Uma Tese exige, num capítulo final, algo conclusivo. Existe ou não o déficit?

Um veredicto definitivo, no entanto, nos parece injusto ou, no mínimo, precipitado. Sim

ou não é como conduzir a organização a um banco de réus. Mas, se pressionados a uma

resposta definitiva, a Anatel apresenta sim, como observamos ao longo do trabalho, um

déficit democrático, mesmo fazendo esforços no sentido contrário. Os relatórios da

Ouvidoria, bem como as Atas do Conselho Consultivo, apontam com bastante nitidez

247

as dificuldades da organização em consolidar uma postura de efetiva interação com o

cidadão usuário. Ora esse déficit aponta para um comportamento tecnocrático da

agência, ora sinaliza para a falta de um controle social sobre as ações da Anatel.

De qualquer forma, as agências de regulação passam por um longo processo de

consolidação. Definir ou afirmar, neste momento, a existência de um acentuado déficit

democrático como algo consolidado a partir das ações das mesmas, como os estudos

recentes de conceituados cientistas sociais apontam, e que os relatórios da Ouvidoria da

Anatel e os debates durante as reuniões do Conselho Consultivo parecem confirmar,

nos parece, como dissemos, ainda precipitado. Há o déficit, indiscutivelmente, mas essa

lacuna de responsabilização pública convive com tentativas nem sempre bem

articuladas para a superação, pelo menos ao nível discursivo, de formas mais efetivas

de accountability.

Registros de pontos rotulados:
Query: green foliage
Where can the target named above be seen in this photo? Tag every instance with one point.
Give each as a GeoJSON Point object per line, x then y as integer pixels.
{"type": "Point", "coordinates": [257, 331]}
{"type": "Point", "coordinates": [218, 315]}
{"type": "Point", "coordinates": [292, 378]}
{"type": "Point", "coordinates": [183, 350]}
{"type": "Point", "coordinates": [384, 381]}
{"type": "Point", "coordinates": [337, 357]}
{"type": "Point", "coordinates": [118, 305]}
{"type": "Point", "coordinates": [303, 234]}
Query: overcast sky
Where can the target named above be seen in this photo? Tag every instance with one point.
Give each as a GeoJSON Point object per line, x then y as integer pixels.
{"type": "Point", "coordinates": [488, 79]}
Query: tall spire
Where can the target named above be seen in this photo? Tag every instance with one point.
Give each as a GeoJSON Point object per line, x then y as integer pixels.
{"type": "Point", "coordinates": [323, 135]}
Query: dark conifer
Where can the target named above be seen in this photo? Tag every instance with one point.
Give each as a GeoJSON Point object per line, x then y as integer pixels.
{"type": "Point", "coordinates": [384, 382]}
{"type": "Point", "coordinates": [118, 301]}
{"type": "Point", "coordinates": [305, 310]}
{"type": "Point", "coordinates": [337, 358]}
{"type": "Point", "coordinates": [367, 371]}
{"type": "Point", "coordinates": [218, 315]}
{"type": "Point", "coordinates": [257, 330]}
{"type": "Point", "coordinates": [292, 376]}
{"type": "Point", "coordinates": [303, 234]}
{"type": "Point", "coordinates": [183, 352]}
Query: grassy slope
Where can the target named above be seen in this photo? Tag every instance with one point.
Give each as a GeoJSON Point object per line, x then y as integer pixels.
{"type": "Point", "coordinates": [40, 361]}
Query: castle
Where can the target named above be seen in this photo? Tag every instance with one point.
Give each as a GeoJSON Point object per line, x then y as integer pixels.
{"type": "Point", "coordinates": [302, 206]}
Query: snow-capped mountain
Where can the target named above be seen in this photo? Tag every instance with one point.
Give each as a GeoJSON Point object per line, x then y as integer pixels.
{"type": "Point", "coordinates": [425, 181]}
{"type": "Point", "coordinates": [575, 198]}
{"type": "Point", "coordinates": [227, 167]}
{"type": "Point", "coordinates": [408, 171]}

## TAREFA 1
Responda com base no trecho sobre a Anatel:
(a) Quais documentos apontam com nitidez as dificuldades da organização em interagir com o cidadão usuário?
(b) Por que tipo de processo passam as agências de regulação?
(c) Para quais duas coisas o déficit aponta, conforme o texto?
## TAREFA 2
Reproduza as entradas desde a linha com "Query: snow-capped mountain" até o fim delas, substituindo "Tag" por "Mark" e mantendo todo o resto inalterado.

## SOLUÇÃO 1
(a) Os relatórios da Ouvidoria e as Atas do Conselho Consultivo.
(b) Por um longo processo de consolidação.
(c) Ora para um comportamento tecnocrático da agência, ora para a falta de um controle social sobre as ações da Anatel.

## SOLUÇÃO 2
Query: snow-capped mountain
Where can the target named above be seen in this photo? Mark every instance with one point.
Give each as a GeoJSON Point object per line, x then y as integer pixels.
{"type": "Point", "coordinates": [425, 181]}
{"type": "Point", "coordinates": [575, 198]}
{"type": "Point", "coordinates": [227, 167]}
{"type": "Point", "coordinates": [408, 171]}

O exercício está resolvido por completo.